— BEGIN THE DATA —

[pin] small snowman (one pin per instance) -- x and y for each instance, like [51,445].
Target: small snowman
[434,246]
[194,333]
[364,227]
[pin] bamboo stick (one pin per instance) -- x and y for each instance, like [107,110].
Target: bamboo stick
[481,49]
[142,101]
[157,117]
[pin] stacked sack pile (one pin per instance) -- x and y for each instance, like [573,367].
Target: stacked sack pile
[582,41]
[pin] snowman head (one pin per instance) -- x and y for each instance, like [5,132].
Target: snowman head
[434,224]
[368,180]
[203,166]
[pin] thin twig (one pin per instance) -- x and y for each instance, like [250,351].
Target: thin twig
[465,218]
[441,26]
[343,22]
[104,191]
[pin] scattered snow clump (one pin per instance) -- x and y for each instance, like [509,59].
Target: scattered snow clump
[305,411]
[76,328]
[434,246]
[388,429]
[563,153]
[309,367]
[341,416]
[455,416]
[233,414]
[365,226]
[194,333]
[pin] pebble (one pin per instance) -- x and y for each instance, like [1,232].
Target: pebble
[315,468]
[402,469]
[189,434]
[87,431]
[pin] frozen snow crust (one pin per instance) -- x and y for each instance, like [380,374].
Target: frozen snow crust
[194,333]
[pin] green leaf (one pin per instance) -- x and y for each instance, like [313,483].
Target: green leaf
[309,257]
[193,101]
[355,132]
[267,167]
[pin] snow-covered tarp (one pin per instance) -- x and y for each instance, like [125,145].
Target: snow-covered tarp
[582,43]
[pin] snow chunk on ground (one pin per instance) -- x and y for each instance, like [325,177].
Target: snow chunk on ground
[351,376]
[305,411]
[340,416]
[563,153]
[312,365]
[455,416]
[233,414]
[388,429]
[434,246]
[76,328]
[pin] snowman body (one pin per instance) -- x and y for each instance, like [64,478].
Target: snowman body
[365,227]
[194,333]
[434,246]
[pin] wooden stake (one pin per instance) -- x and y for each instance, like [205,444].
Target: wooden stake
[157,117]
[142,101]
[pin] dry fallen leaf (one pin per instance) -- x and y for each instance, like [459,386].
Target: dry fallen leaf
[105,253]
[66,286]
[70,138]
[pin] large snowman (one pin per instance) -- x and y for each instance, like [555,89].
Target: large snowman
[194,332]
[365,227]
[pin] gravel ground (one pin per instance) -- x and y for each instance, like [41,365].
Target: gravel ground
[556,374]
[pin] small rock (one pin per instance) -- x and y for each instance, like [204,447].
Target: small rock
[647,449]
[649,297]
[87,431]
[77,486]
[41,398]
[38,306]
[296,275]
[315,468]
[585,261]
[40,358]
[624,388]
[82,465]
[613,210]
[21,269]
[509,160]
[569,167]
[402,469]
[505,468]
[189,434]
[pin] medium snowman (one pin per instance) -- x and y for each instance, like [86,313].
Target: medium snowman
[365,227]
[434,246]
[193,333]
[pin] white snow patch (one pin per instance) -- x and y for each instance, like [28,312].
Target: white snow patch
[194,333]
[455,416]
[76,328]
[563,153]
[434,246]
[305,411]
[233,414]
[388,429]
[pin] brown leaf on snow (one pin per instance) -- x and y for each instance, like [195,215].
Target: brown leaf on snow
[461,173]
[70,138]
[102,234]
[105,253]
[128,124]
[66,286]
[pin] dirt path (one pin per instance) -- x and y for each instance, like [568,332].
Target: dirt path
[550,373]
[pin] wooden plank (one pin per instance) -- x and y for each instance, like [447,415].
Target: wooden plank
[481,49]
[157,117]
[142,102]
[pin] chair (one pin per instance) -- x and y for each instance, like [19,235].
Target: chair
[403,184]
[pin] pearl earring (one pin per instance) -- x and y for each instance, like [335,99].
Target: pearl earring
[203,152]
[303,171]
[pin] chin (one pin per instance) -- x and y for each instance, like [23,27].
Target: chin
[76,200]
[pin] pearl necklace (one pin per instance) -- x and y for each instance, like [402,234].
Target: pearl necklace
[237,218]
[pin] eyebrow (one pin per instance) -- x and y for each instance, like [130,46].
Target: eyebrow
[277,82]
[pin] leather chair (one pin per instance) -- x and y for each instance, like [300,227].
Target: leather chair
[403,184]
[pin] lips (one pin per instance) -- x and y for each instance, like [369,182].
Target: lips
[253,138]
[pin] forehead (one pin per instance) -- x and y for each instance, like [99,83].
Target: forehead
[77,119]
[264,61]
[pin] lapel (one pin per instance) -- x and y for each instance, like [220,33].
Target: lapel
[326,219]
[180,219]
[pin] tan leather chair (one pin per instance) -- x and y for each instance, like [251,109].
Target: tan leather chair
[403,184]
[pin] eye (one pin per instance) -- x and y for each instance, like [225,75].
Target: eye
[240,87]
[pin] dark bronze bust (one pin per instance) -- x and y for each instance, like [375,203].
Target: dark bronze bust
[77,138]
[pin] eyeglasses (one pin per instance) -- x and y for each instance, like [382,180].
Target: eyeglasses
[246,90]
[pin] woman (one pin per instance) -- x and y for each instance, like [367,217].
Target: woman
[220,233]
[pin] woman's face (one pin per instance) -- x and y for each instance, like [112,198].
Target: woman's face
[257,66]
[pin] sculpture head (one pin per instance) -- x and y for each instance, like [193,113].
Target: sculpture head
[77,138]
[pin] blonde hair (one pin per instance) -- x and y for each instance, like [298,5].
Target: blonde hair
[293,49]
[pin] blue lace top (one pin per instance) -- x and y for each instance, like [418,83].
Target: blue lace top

— END THE DATA —

→ **WHAT THE TASK REQUIRES**
Repeat each of the entries above precisely as given.

→ **TASK OUTPUT**
[pin] small snowman (one pin per instance) -- x and y for each instance, like [51,445].
Target: small snowman
[434,246]
[194,333]
[364,227]
[pin] bamboo stick (one pin per instance) -- x and y for each instance, like [107,110].
Target: bamboo stick
[481,49]
[142,101]
[157,117]
[pin] stacked sack pile (one pin per instance) -- x and y for each instance, like [573,367].
Target: stacked sack pile
[582,41]
[pin] snowman head (one pin per instance) -- x and y for each instance, like [5,132].
Target: snowman head
[434,224]
[368,180]
[203,166]
[pin] thin twig (one pin per instance) -- x and y for each instance, like [250,351].
Target: thin twig
[465,218]
[441,26]
[343,22]
[104,191]
[pin] scattered snow clump (one pin per instance) -- x and y for each instance, like [509,59].
Target: scattered snow clump
[305,411]
[76,328]
[434,246]
[388,429]
[563,153]
[309,367]
[341,416]
[455,416]
[233,414]
[365,226]
[194,333]
[pin] pebble (one pin per instance) -- x and y for each instance, like [1,232].
Target: pebble
[315,468]
[402,469]
[189,434]
[87,431]
[pin] frozen snow crust (one pin per instance) -- x and y for each instance, like [380,374].
Target: frozen snow crust
[194,333]
[pin] green leaf (one pin per instance) -- x and y for each instance, like [313,483].
Target: green leaf
[309,257]
[193,101]
[355,132]
[267,167]
[pin] snow-covered tarp (one pin per instance) -- x and y for each instance, like [125,145].
Target: snow-covered tarp
[582,43]
[pin] snow chunk on ground (one pin per instance) -- x and y for each instance, like [325,177].
Target: snow chunk on ground
[351,376]
[305,411]
[340,416]
[563,153]
[312,365]
[455,416]
[233,414]
[388,429]
[434,246]
[76,328]
[pin] snowman body (one pin per instance) -- x and y for each instance, like [64,478].
Target: snowman body
[365,227]
[194,333]
[434,246]
[pin] wooden stake (one pin per instance) -- x and y for each instance, like [205,444].
Target: wooden stake
[157,117]
[142,101]
[pin] dry fallen leaf (one pin per instance) -- x and y for each instance, like [459,386].
Target: dry fallen leaf
[105,253]
[66,286]
[70,138]
[pin] large snowman (one pin per instance) -- x and y for each instance, like [555,89].
Target: large snowman
[194,332]
[365,227]
[pin] gravel ground (one pin per instance) -- x and y for each instance, like [41,365].
Target: gravel ground
[556,374]
[pin] small rock (one pin per instance) -- x and y for each instance, like [204,447].
Target: small rock
[647,449]
[649,297]
[87,431]
[77,486]
[41,398]
[38,306]
[296,275]
[315,468]
[585,261]
[40,358]
[624,388]
[82,465]
[613,210]
[21,269]
[509,160]
[569,167]
[402,469]
[505,468]
[189,434]
[pin] medium snowman (one pin per instance) -- x and y for each instance, like [86,313].
Target: medium snowman
[365,227]
[434,246]
[193,333]
[pin] white snow patch (one pin per instance) -- x and y for each instance, like [28,312].
Target: white snow patch
[194,333]
[455,416]
[76,328]
[563,153]
[434,246]
[305,411]
[233,414]
[388,429]
[pin] brown leaf on snow (one pin per instance) -- x and y for each instance, like [195,215].
Target: brown leaf on snow
[461,173]
[70,138]
[102,234]
[105,253]
[128,124]
[66,286]
[pin] dirt path (one pin per instance) -- x and y for each instance, like [568,332].
Target: dirt path
[550,373]
[pin] wooden plank (one pin per instance) -- x and y for each instance, like [447,415].
Target: wooden plank
[481,49]
[157,117]
[142,102]
[pin] chair (one pin per instance) -- x and y for each instance, like [19,235].
Target: chair
[403,184]
[pin] pearl earring (one pin per instance) -- x and y for each instance, like [335,99].
Target: pearl earring
[203,152]
[303,171]
[pin] chin (one pin per instance) -- x and y for each instance, like [23,27].
Target: chin
[76,200]
[pin] pearl necklace (one pin per instance) -- x and y for each instance, like [402,234].
Target: pearl necklace
[237,218]
[pin] eyebrow (one pin per instance) -- x and y for each instance, like [130,46].
Target: eyebrow
[277,82]
[pin] leather chair (one pin per instance) -- x and y for each instance, like [300,227].
Target: leather chair
[403,184]
[pin] lips (one pin per instance) -- x and y for each instance, like [369,182].
Target: lips
[253,138]
[pin] forehead (one pin per instance) -- x and y for each instance, like [99,83].
Target: forehead
[77,119]
[264,61]
[pin] lapel (one pin per instance) -- x and y for each instance, like [220,33].
Target: lapel
[326,219]
[180,219]
[pin] tan leather chair (one pin per instance) -- x and y for each instance, like [251,109].
Target: tan leather chair
[403,184]
[pin] eye (one pin per instance) -- x and y for each instance, like [225,75].
Target: eye
[240,87]
[pin] dark bronze bust (one pin per instance) -- x and y for each instance, like [375,203].
Target: dark bronze bust
[77,138]
[pin] eyeglasses (one pin per instance) -- x and y for each instance, like [382,180].
Target: eyeglasses
[246,90]
[pin] woman (one pin per instance) -- x and y for each instance, like [367,217].
Target: woman
[220,233]
[pin] woman's face (one pin per instance) -- x and y for each instance, like [112,198].
Target: woman's face
[257,66]
[pin] sculpture head (one pin per instance) -- x and y for each instance, like [193,113].
Target: sculpture head
[77,138]
[pin] blonde hair (one pin per instance) -- x and y for each instance, like [298,5].
Target: blonde hair
[293,49]
[pin] blue lace top (one pin per instance) -- x and y for each instance, like [418,83].
Target: blue lace top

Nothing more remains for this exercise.